## [EXERCISE DESCRIPTION]
Reproduce word for word the lines of the items below, starting at the line containing "Query: water reflection" and continuing through the final line of the items.

## [Object outline annotations]
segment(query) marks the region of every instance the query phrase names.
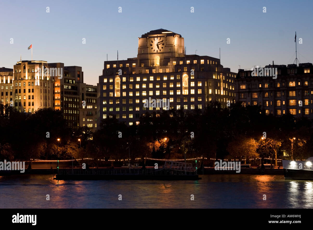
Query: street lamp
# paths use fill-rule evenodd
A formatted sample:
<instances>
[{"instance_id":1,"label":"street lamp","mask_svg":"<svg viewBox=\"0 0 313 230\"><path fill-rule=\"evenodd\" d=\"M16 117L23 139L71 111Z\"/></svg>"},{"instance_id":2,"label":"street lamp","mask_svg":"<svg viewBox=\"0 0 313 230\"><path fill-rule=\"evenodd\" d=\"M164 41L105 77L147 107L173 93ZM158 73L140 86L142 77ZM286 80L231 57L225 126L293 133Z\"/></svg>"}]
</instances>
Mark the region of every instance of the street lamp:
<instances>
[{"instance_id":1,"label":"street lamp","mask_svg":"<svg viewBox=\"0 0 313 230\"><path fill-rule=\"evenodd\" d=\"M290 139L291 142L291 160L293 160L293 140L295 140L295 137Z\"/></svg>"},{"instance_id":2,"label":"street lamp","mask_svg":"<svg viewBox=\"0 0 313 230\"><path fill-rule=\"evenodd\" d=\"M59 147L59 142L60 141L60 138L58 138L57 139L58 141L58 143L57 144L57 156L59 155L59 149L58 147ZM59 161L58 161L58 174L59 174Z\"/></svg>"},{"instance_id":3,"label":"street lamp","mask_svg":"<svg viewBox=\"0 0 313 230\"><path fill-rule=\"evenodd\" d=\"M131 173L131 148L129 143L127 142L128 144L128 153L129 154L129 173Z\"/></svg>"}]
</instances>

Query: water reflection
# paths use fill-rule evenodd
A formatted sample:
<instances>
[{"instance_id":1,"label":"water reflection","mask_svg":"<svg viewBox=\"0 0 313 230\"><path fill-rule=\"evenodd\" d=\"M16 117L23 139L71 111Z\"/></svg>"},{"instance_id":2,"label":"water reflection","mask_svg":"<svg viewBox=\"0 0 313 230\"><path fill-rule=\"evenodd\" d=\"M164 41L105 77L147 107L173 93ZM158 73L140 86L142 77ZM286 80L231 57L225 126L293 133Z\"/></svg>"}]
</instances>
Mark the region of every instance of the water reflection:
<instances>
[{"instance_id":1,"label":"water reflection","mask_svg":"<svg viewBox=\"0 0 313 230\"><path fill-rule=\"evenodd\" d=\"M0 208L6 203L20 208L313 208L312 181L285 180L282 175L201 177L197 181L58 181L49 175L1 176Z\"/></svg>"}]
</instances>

## [FULL OUTPUT]
Query: water reflection
# paths use fill-rule evenodd
A formatted sample:
<instances>
[{"instance_id":1,"label":"water reflection","mask_svg":"<svg viewBox=\"0 0 313 230\"><path fill-rule=\"evenodd\" d=\"M16 117L23 139L71 111Z\"/></svg>"},{"instance_id":2,"label":"water reflection","mask_svg":"<svg viewBox=\"0 0 313 230\"><path fill-rule=\"evenodd\" d=\"M164 41L105 77L147 107L173 93ZM158 73L140 86L142 77ZM286 80L231 57L225 126L293 133Z\"/></svg>"}]
</instances>
Mark the region of every instance of the water reflection:
<instances>
[{"instance_id":1,"label":"water reflection","mask_svg":"<svg viewBox=\"0 0 313 230\"><path fill-rule=\"evenodd\" d=\"M0 208L6 203L20 208L313 208L312 181L285 180L282 175L201 177L197 181L58 181L49 175L1 176Z\"/></svg>"}]
</instances>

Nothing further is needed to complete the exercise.